• [Data shown]
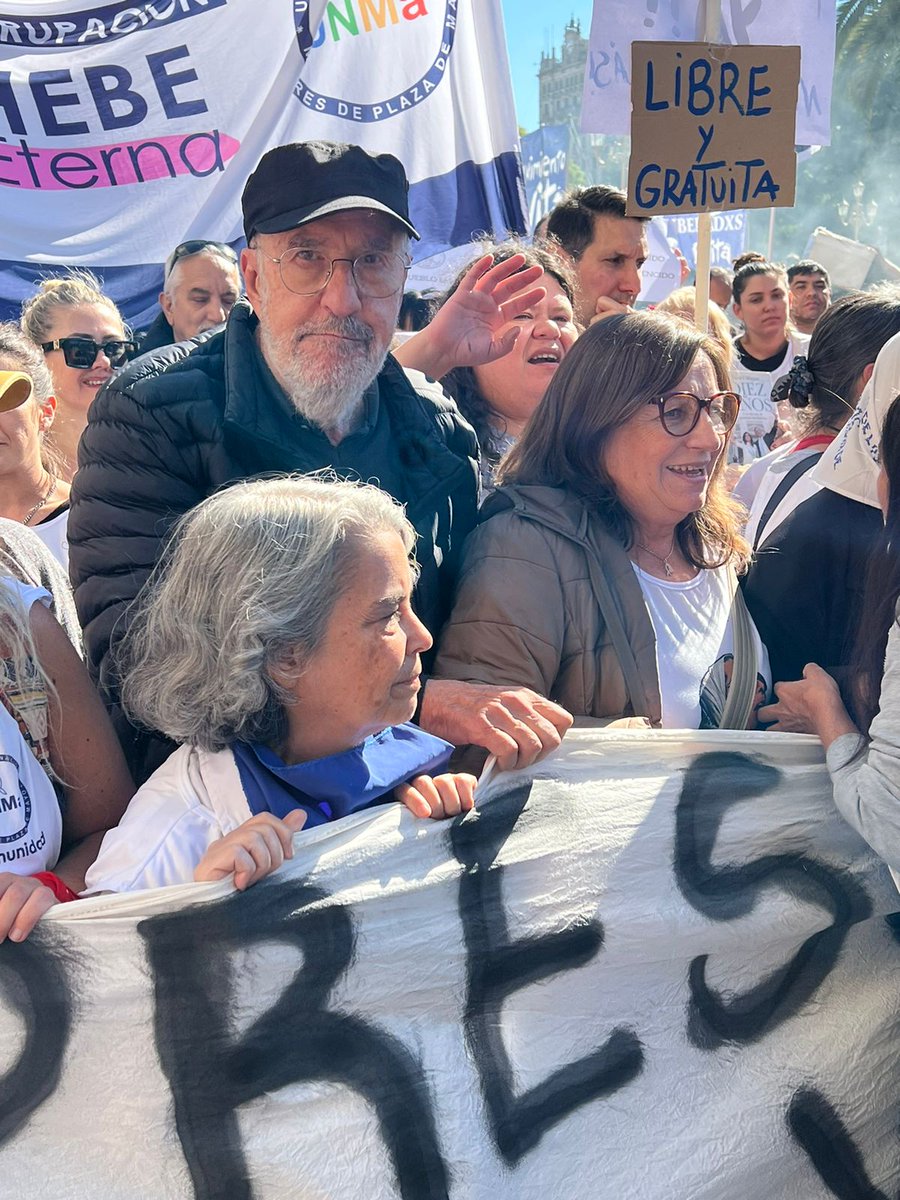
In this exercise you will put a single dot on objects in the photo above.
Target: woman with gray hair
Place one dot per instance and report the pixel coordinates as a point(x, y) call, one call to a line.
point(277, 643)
* * *
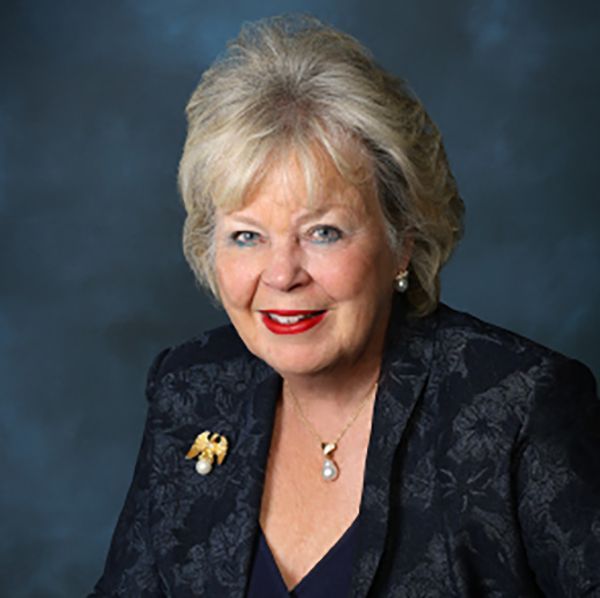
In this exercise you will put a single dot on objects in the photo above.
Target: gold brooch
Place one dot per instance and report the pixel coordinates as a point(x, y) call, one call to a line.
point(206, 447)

• [Given instruction] Count the lines in the records above that contain the string "point", matching case exactly, and reply with only the number.

• [Reply] 4